* _Records for processing_:
┄┄┄┄┄┄┄┄┄┄┄┄┄┄┄┄┄┄┄┄
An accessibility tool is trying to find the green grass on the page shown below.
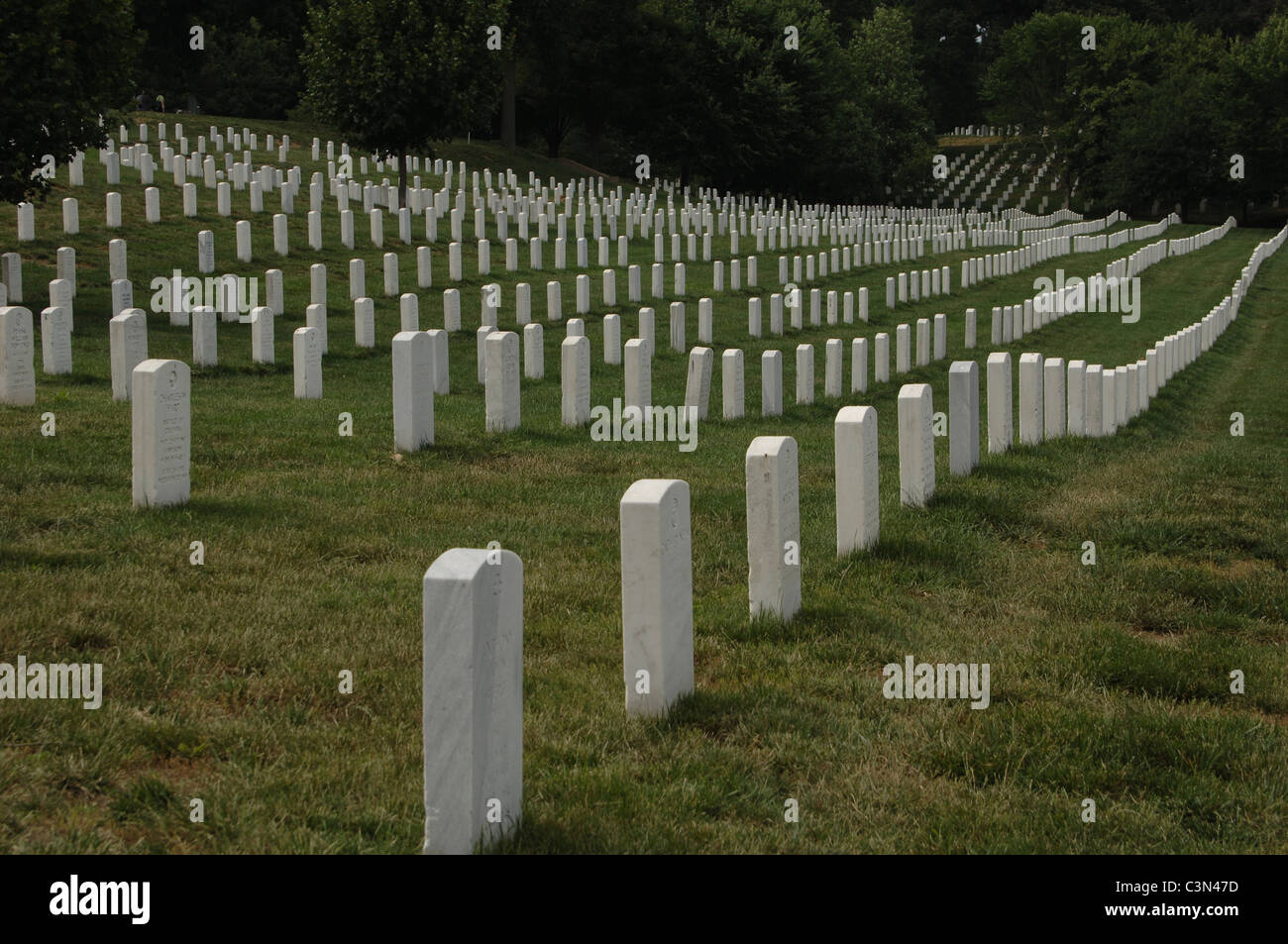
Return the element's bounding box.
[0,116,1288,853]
┄┄┄┄┄┄┄┄┄┄┄┄┄┄┄┄┄┄┄┄
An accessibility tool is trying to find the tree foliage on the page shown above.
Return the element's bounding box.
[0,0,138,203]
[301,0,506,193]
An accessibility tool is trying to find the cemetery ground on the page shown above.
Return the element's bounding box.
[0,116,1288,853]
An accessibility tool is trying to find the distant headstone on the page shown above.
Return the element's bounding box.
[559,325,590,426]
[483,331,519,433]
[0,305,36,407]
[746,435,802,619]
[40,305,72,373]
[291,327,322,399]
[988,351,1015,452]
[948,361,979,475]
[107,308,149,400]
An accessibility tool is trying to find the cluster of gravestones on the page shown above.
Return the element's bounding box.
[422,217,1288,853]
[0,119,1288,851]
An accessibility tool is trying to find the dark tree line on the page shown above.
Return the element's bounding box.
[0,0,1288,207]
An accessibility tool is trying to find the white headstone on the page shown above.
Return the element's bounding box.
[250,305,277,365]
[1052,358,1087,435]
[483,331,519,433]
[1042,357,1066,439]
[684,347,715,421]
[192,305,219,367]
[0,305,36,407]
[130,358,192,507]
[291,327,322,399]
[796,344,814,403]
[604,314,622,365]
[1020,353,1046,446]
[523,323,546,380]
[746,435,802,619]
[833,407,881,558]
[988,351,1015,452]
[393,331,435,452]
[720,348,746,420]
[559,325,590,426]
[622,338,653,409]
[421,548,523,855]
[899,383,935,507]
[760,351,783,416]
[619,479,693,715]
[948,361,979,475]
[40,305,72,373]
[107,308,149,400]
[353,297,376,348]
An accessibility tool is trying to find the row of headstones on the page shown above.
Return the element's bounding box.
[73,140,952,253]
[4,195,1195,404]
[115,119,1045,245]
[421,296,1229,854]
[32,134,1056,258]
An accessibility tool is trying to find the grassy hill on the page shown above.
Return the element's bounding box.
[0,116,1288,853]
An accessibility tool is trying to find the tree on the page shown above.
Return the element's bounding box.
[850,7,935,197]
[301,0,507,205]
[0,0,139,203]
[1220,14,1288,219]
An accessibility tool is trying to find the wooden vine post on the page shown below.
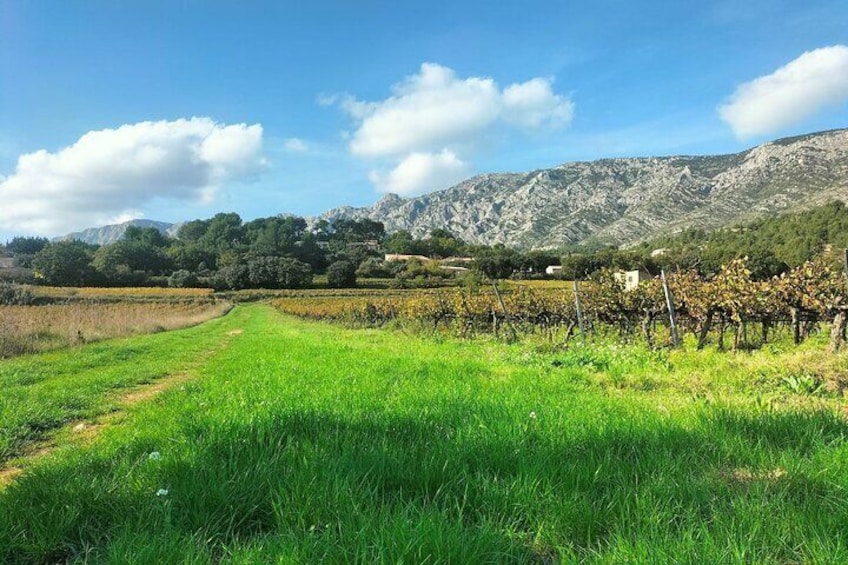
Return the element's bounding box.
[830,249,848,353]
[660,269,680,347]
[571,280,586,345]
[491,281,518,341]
┄┄┄┄┄┄┄┄┄┄┄┄┄┄┄┄┄┄┄┄
* _Exercise objective_: Copy out the records from the line containing "An accessibility tool is trying to find the wooden" through the line containing "[491,281,518,341]", request lines included, and shift every bounding box coordinate by adding 32 to it. Omit the picture from your copy.

* _Answer for this exercise_:
An accessibility tool is trying to find the wooden vine post on the page shown below.
Return the element's bounding box.
[862,281,880,385]
[692,301,712,379]
[603,312,618,377]
[523,313,550,373]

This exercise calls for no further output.